Von Juan E. Alemann
Argentinien ist weltweit das Land mit der längsten Inflationsperiode, und auch das einzige, das dabei drei Hyperinflationen erlebt hat, die als Preissprünge von um die 50% in einem Monat definiert werden. Der Ökonom Phillip Kagan hat die verschiedenen Hyperinflationen studiert, die in der Welt aufgekommen sind, und dabei festgestellt, dass bei dieser Größenordnung der Inflation das Geld seine Funktionen verliert. Bei Hochinflation verbleibt die Funktion als Tauschmittel, auch wenn das Geld nicht oder nur wenig für Sparzwecke eingesetzt wird, und die Werte in anderen Währungen gemessen werden. Bei Hyperinflation wird das Geld auch nicht mehr als Tauschmittel verwendet. Die Erinnerung an die wiederholten Hyperinflationswellen führt dazu, dass die Bevölkerung die Möglichkeit einer neuen Hyperinflation nicht ausschließt, und dementsprechend handelt.

DATENSÄTZE –
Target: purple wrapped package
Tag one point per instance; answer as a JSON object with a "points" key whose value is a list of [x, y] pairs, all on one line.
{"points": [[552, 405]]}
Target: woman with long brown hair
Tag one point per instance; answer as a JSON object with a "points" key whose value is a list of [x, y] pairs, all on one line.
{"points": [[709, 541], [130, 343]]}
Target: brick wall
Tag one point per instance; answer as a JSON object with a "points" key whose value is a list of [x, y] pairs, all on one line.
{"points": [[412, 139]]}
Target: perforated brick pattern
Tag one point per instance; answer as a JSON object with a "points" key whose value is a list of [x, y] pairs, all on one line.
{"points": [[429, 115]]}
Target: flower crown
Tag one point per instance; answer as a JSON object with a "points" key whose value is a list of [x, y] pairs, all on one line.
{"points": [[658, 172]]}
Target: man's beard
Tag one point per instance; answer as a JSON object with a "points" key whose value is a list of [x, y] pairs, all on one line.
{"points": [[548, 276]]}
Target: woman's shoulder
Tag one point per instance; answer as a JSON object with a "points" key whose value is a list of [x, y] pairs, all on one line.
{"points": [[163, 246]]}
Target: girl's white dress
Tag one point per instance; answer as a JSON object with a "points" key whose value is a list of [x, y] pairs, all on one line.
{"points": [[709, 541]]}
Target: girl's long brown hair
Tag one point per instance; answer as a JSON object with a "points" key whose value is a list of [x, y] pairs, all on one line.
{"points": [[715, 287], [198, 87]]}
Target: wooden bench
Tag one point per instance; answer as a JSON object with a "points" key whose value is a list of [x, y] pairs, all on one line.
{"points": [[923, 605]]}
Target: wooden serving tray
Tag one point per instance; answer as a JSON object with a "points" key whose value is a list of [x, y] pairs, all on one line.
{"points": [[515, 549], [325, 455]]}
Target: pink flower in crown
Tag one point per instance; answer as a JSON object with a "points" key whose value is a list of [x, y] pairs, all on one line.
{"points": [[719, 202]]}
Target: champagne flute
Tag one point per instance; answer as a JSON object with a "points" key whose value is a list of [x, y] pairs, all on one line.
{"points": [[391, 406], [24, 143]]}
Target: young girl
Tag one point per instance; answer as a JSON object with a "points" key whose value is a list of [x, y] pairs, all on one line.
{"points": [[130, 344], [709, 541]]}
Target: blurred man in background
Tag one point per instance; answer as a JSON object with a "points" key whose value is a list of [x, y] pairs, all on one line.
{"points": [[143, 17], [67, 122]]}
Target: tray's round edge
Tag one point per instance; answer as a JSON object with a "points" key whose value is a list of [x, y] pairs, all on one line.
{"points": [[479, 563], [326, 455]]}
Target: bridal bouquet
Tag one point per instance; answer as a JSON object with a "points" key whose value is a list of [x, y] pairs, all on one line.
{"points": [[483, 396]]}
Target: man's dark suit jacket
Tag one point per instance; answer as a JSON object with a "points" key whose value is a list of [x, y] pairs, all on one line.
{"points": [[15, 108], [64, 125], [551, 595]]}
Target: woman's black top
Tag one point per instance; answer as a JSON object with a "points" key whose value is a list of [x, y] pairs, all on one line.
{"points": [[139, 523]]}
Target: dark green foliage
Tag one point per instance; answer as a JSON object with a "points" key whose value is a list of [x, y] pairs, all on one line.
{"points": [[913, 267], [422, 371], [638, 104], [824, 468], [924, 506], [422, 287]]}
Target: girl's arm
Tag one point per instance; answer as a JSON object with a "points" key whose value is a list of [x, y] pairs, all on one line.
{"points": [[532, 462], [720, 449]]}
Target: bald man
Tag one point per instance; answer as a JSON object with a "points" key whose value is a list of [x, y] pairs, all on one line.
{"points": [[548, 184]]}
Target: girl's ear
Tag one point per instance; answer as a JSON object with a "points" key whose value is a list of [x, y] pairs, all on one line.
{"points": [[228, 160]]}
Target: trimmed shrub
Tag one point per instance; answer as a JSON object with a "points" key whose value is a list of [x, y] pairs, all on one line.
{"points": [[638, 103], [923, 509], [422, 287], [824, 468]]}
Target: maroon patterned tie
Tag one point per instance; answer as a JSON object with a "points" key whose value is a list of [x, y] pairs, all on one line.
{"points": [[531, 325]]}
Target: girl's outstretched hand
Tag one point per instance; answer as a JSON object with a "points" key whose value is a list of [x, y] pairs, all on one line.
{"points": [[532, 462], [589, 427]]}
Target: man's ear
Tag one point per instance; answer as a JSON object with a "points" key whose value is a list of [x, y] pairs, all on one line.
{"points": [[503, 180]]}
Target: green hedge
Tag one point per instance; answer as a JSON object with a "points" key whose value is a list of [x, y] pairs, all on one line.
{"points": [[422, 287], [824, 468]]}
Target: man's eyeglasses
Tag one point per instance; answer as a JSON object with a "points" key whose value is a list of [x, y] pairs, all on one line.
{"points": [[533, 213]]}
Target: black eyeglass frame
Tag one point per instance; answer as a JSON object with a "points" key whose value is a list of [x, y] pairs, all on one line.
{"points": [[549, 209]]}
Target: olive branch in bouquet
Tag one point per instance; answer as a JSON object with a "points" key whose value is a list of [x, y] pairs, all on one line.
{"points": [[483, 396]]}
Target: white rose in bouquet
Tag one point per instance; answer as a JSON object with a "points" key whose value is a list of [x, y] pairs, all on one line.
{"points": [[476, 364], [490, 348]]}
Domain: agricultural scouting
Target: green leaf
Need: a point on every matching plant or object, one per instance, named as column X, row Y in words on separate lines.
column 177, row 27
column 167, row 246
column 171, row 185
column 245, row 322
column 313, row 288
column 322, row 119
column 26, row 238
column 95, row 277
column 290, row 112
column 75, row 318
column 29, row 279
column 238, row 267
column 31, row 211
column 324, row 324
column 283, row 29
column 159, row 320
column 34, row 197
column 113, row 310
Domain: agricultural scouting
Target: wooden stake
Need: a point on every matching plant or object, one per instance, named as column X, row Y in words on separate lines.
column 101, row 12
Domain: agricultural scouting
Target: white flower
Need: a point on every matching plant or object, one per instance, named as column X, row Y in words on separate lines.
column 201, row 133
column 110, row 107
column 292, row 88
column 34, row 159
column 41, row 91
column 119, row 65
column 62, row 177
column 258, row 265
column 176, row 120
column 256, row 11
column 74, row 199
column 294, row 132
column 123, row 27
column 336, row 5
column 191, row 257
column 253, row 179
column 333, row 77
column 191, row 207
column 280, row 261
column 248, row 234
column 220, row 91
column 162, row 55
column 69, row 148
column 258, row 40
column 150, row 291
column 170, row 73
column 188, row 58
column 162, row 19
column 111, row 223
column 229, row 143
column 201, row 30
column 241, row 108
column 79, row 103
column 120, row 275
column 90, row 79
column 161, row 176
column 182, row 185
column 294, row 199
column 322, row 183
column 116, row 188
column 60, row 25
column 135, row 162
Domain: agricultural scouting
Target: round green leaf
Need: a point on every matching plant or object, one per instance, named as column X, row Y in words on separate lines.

---

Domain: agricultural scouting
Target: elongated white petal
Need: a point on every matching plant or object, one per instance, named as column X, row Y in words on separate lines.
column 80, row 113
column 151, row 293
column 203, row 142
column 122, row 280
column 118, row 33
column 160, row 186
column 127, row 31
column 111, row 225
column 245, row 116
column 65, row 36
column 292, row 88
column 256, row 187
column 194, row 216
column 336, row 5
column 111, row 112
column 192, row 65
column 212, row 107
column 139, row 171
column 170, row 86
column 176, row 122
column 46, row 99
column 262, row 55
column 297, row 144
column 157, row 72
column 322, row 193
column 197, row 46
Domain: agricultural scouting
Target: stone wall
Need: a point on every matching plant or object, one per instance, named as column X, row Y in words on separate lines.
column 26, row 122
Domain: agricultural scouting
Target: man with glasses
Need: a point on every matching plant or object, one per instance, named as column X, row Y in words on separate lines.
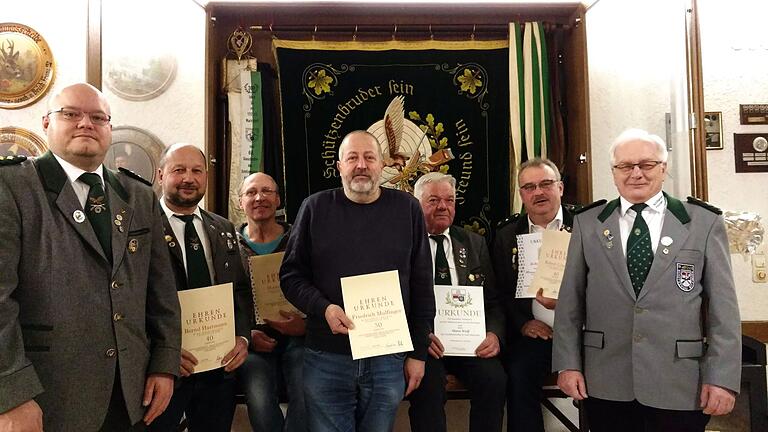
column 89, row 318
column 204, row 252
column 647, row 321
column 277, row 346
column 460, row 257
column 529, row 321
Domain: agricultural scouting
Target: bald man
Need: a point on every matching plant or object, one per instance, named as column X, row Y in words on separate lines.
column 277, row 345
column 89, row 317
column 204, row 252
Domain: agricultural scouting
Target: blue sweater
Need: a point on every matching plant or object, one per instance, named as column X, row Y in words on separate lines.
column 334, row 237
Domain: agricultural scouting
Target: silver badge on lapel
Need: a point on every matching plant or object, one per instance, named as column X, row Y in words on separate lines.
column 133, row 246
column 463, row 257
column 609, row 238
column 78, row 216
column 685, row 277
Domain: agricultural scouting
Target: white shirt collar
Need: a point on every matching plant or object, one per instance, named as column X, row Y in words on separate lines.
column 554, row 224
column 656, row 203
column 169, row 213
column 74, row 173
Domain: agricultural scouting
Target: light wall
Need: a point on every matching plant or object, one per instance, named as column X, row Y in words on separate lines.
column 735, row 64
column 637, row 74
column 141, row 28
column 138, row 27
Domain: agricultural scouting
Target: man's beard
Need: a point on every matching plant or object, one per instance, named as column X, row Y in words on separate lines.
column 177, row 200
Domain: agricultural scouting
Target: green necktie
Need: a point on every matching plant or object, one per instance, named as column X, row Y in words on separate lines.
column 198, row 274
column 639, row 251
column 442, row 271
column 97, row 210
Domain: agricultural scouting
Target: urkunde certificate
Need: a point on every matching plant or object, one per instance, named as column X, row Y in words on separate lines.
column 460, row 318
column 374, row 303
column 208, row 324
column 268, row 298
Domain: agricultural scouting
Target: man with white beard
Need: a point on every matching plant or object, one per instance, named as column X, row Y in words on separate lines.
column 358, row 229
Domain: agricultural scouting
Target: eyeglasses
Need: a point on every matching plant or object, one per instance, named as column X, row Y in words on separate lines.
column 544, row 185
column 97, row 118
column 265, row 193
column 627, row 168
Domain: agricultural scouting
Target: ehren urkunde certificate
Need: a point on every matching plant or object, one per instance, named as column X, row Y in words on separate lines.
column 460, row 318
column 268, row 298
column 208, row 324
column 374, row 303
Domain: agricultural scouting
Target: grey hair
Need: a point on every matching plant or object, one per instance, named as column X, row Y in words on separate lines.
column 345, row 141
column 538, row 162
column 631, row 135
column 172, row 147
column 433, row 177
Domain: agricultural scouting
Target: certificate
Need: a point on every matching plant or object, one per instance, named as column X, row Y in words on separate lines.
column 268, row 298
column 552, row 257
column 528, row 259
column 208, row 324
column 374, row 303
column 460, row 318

AUFGABEN –
a: Wie wird eine Hyperinflation im Text über die argentinische Inflation definiert?
b: Schreibe den Text über die argentinische Inflation im Anschluss an seinen letzten Satz weiter.

ERGEBNISSE JE AUFGABE –
a: Als Preissprünge von um die 50 % in einem Monat.

b:
Die argentinischen Hyperinflationen fanden jeweils im März 1976, und danach in den ersten Monaten 1989 und nochmal ein Jahr später statt. Meistens lag die Inflation zwischen 20% und 40% jährlich, aber gelegentlich war sie auch höher, wie es jetzt der Fall ist. Die einzelnen Regierungen, die dies betraf, waren gewiss nicht darüber erfreut, und haben die Inflation auch bekämpft, mit unterschiedlichem Erfolg. Perón ist es gelungen, das Jahr 1952 mit unter 2% im ganzen Jahr zu beenden, und Menem gelang es, die Inflation ab 1991 auf ein Minimum zu halten. In beiden Fällen wurde diese Politik nicht fortgesetzt. Andere Präsidenten hatten unterschiedlichen Erfolg, aber keiner erreichte, dass die Inflationsrate auf Dauer zumindest einstellig bleibt.
Die argentinische Erfahrung zeigt, dass die Inflationsbekämpfung sehr schwierig ist und nicht bagatellisiert werden sollte. Macri sagte bei seiner Wahlkampagne im Jahr 2019, die Abschaffung der Inflation sei sehr einfach, und das war verhängnisvoll, weil er dann die Inflation auch nicht effektiv bekämpfte. Auch Präsident Alberto Fernández war schlecht beraten, als er am letzten Freitag von einem Krieg gegen die Inflation sprach und schließlich nicht wusste, wie und gegen wen er diesen Krieg führen sollte.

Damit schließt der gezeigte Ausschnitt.